**Text**:

Employer Must Notify Court That It No Longer Opposes Litigation Based on Unlawful Mandatory Arbitration Program: NLRB | Practical Law

Employer Must Notify Court That It No Longer Opposes Litigation Based on Unlawful Mandatory Arbitration Program: NLRB | Practical Law

In Neiman Marcus Group, Inc., the National Labor Relations Board (NLRB), relying on D.R. Horton and Murphy Oil, ordered the employer to notify the court presiding over a former employee's pending collective wage and hour action that it was rescinding the employee's mandatory arbitration agreement containing class and collective action waivers and would no longer rely on it to oppose the litigation and seek to compel arbitration.

Employer Must Notify Court That It No Longer Opposes Litigation Based on Unlawful Mandatory Arbitration Program: NLRB

by Practical Law Labor & Employment
Published on 11 Aug 2015USA (National/Federal)
In Neiman Marcus Group, Inc., the National Labor Relations Board (NLRB), relying on D.R. Horton and Murphy Oil, ordered the employer to notify the court presiding over a former employee's pending collective wage and hour action that it was rescinding the employee's mandatory arbitration agreement containing class and collective action waivers and would no longer rely on it to oppose the litigation and seek to compel arbitration.

**Work instructions**:
[A] In the summary of the Neiman Marcus Group ruling, what does the NLRB rely on in ordering the employer to notify the court, and what must the employer tell that court?
[B] Write the next part of the summary of the Neiman Marcus Group ruling, starting after its final sentence.

**Information provided**:
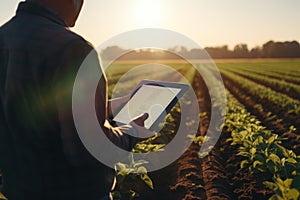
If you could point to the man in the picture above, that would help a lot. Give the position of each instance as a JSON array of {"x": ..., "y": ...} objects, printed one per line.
[{"x": 41, "y": 156}]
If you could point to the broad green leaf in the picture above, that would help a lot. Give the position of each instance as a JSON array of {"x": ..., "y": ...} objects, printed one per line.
[
  {"x": 255, "y": 163},
  {"x": 2, "y": 197},
  {"x": 292, "y": 194},
  {"x": 243, "y": 163},
  {"x": 147, "y": 180},
  {"x": 272, "y": 186}
]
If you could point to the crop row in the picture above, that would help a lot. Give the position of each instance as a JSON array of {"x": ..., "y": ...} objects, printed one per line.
[
  {"x": 281, "y": 73},
  {"x": 260, "y": 92},
  {"x": 281, "y": 86},
  {"x": 262, "y": 152}
]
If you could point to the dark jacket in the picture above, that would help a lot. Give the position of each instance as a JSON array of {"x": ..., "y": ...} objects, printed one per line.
[{"x": 39, "y": 59}]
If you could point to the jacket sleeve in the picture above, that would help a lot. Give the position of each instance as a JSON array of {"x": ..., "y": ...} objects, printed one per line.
[{"x": 73, "y": 56}]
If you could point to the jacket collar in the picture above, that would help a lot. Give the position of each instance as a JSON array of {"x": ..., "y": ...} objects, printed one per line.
[{"x": 39, "y": 9}]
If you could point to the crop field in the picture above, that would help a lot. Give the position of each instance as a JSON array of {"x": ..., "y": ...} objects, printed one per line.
[{"x": 258, "y": 153}]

**Response list**:
[A] The NLRB relies on D.R. Horton and Murphy Oil. The employer must tell the court presiding over the former employee's pending collective wage and hour action two things. First, it is rescinding the employee's mandatory arbitration agreement, which contains class and collective action waivers. Second, it will no longer rely on that agreement to oppose the litigation and seek to compel arbitration.

[B]
On August 4, 2015, in Neiman Marcus Group, Inc., the panel (Board) heading the NLRB’s judicial functions found that the employer violated the NLRA by maintaining and enforcing a mandatory arbitration program (MAP) that employees would reasonably believe foreclosed their filing of unfair labor practice (ULP) charges with the NLRB. The Board majority also found the MAP unlawful under D.R. Horton and Murphy Oil because it required employees to waive class and collective actions in litigation and arbitration (see Legal Update, NLRB Redoubles Stance that Mandatory Arbitration Clauses Waiving Employees' Rights to Pursue Class or Collective Actions Violate the NLRA). Unlike in other D.R. Horton and Murphy Oil progeny, the Board ordered the employer not only to rescind the arbitration program but also to notify the court presiding over a former employee's pending collective wage and hour action that it was rescinding the binding arbitration agreement and would no longer rely on it to oppose the litigation and seek to compel arbitration on the employee's individual claims. The Board also found that although the employer had since revised the MAP as part of a ULP case settlement, the employer’s continued enforcement of the pre-settlement MAP in defending the former employee's lawsuit precluded it from asserting that the settlement barred this ULP proceeding. (362 N.L.R.B. slip op. 157 (Aug. 4, 2015).)

Background

Neiman Marcus Group's MAP was comprised of a mandatory arbitration agreement, resolutions plan and employee handbook, each containing an acknowledgment that employees must sign as an employment condition. Collectively these documents required employees to individually submit all of their employment-related claims to binding arbitration.
In May 2010, Neiman Marcus rescinded and revised the MAP to settle a ULP proceeding challenging the MAP as unlawful because employees would reasonably perceive it as precluding them from filing ULP charges or otherwise making use of NLRB processes.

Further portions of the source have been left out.